◆ Instrução
Retome o texto sobre a duração dos filmes logo depois da última frase e dê continuidade a ele.

◆ Texto apresentado
Marcel Ophuls - É verdade, eu disse isso. Mas... O filme mais curto que já fiz em minha vida tinha nove minutos. Mas isso foi em minha juventude. Talvez quando ficamos mais velhos temos uma necessidade maior de 'volume'.
Penso que tudo depende da relação entre a forma e o conteúdo. Na ficção a tarefa é extrair algo do que já está no roteiro, porque de certa maneira o cinema descende do teatro e de qualquer outra forma dramática de narrativa.
Quando Alfred Hitchcock realizava um filme, ele tomava muito cuidado com esse aspecto. "Intriga Internacional" tem 2h10 de duração, mas muitas pessoas nem chegam a notar isso.
Há filmes de Steven Spielberg com três horas e assim é também "...E o Vento Levou". A razão de documentaristas como eu realizarem filmes tão longos é que nosso material está estreitamente ligado à realidade, e nós não temos a possibilidade de condensação.
Temos que fazer com que as pessoas mostradas na tela, com seu passado e histórias, sejam entendidas pelo público também de uma forma dramática.

◆ Dados fornecidos
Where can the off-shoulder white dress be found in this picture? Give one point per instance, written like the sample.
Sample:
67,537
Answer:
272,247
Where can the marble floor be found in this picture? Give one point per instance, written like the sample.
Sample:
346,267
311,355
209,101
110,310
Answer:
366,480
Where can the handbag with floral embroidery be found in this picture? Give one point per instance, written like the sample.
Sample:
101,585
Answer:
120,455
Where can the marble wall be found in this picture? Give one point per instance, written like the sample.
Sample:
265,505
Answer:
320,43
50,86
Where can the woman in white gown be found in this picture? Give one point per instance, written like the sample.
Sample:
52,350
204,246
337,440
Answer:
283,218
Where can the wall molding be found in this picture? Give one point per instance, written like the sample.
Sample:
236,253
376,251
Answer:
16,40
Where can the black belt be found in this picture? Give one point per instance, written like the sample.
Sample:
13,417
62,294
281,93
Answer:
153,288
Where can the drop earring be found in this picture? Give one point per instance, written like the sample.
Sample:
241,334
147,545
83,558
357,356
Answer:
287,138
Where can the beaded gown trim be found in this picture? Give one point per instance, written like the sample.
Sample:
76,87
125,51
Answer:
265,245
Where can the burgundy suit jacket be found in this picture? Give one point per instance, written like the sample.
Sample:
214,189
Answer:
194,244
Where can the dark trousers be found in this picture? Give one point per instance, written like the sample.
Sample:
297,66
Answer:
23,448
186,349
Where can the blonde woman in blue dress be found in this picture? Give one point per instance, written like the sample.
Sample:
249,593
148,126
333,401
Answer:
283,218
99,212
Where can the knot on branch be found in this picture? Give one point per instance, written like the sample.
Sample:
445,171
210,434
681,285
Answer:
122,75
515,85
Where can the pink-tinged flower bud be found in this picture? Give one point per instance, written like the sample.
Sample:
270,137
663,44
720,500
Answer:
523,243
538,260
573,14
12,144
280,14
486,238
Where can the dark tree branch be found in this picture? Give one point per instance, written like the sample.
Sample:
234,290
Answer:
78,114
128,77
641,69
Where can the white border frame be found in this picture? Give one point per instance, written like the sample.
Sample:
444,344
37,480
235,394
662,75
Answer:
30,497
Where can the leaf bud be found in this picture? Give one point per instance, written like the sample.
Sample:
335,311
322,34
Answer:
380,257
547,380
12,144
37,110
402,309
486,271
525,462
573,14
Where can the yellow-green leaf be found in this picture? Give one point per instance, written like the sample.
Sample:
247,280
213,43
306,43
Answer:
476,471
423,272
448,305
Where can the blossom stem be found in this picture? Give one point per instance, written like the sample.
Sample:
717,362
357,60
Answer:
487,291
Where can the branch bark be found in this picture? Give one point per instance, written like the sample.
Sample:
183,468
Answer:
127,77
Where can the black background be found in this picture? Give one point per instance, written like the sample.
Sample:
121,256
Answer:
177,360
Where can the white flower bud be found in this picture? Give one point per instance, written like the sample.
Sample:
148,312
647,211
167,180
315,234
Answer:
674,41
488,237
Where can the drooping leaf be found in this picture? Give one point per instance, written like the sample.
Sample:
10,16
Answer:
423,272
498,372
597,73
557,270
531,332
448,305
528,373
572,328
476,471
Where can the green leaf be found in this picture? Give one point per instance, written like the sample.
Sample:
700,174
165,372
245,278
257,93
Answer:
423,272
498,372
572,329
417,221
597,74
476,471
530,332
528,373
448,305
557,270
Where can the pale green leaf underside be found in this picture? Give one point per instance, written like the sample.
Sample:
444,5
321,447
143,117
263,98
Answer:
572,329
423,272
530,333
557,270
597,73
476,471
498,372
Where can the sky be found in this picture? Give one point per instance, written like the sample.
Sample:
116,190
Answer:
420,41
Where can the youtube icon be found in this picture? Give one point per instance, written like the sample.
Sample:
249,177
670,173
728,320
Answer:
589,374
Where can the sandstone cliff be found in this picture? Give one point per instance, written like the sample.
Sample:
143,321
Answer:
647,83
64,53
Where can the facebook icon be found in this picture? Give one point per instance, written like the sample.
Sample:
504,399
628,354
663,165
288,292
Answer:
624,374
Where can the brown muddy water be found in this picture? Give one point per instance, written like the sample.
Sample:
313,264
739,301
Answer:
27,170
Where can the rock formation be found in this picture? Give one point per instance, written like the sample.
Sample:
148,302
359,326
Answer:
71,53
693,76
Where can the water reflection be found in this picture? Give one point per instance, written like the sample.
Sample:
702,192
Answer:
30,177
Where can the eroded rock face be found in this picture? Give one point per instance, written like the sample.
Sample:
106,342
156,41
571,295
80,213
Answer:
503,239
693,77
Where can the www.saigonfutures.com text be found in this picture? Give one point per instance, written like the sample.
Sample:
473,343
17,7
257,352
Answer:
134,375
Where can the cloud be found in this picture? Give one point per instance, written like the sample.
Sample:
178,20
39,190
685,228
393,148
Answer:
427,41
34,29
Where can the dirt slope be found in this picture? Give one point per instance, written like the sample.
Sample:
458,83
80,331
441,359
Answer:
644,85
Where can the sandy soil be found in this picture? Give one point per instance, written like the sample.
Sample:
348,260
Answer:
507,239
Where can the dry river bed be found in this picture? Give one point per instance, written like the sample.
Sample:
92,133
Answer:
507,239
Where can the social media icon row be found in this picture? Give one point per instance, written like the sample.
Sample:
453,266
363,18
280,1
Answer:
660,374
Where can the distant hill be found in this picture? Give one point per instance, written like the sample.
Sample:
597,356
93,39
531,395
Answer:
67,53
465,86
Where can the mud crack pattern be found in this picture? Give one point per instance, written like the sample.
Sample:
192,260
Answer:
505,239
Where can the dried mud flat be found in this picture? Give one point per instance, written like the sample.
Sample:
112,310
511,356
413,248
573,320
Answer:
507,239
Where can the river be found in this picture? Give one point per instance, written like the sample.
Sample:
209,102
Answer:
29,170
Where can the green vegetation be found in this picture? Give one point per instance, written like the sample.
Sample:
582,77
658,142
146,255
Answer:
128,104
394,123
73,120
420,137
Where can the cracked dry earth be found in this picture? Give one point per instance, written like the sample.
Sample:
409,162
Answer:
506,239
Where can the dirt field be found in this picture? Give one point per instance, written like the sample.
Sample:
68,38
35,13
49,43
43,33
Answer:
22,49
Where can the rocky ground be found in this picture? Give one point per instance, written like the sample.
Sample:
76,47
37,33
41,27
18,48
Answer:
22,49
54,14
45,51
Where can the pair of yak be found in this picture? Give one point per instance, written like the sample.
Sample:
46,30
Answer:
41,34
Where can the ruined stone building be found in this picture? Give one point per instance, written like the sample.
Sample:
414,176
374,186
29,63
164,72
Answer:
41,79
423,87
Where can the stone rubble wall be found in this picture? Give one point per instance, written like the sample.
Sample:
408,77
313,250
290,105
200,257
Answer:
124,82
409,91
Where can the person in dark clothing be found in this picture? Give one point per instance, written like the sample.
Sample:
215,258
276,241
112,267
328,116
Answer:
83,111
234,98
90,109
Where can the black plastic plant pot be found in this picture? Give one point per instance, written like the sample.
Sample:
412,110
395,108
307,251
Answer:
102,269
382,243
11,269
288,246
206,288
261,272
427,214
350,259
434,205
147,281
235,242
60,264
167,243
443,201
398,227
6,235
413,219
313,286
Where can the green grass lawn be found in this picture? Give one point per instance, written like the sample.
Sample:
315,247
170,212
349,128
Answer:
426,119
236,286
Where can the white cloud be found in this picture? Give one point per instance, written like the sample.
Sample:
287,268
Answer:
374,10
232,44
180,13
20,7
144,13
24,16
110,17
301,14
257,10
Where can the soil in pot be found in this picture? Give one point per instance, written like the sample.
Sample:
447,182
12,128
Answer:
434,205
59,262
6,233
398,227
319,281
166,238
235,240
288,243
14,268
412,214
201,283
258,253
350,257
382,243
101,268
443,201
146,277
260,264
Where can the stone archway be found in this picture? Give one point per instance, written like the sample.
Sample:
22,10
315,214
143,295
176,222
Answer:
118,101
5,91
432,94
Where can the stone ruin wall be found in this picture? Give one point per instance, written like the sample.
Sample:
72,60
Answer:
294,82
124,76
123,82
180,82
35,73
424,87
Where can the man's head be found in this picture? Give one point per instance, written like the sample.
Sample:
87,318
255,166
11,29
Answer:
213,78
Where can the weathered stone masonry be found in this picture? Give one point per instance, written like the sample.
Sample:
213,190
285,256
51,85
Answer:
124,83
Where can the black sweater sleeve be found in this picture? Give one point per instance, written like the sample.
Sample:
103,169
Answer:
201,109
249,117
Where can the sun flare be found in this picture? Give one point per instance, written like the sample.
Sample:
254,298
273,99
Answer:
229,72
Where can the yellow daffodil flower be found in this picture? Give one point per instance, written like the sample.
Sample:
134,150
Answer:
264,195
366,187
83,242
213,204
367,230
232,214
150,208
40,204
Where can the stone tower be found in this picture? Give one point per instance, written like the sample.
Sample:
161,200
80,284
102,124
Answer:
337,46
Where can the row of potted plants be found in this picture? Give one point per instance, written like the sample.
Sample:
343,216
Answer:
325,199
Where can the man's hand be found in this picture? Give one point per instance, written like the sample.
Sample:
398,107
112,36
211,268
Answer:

◆ Resposta do exercício
Nós todos estamos no mesmo negócio, o show. Logo, trabalhando com atores temos que fazer com que se tornem pessoas reais na tela. Com pessoas comuns, elas se tornam reais por suas narrativas. Isso toma bem mais tempo.
Folha - Em sua opinião, o público entende "A Lista de Schindler" (1993) como verdade?
Ophuls - Penso que o trabalho de Spielberg é mais fácil do que o meu. Não importa o quanto o respeite, mas o fato é que o trabalho dele é mais fácil.
Mas estamos em um mesmo território. Nossa tarefa consiste em tentar cativar o público com todos os meios disponíveis.
O trabalho é o mesmo. Não estou muito certo se um ou outro possui o dom de chegar mais perto da verdade. Eu não sou exatamente um fã de Steven Spielberg, mas penso que "A Lista de Schindler" é muito bem realizado e tenta se aproximar da verdade do holocausto.
Eu diria que não importa se trabalhamos em documentários ou Hollywood: com milhões ou migalhas nem um de nós conseguirá captar 'a verdade'.
Folha - O sr. se prepara agora para filmar um sucesso editorial francês, "L'Horreur Économique", de Viviane Forrester, um livro sobre o futuro econômico do mundo.
Ophuls - O livro é sobre economia, mas na verdade seu tema é a globalização. A miséria na Terra. É um sucesso, porque apela para a emoção das pessoas.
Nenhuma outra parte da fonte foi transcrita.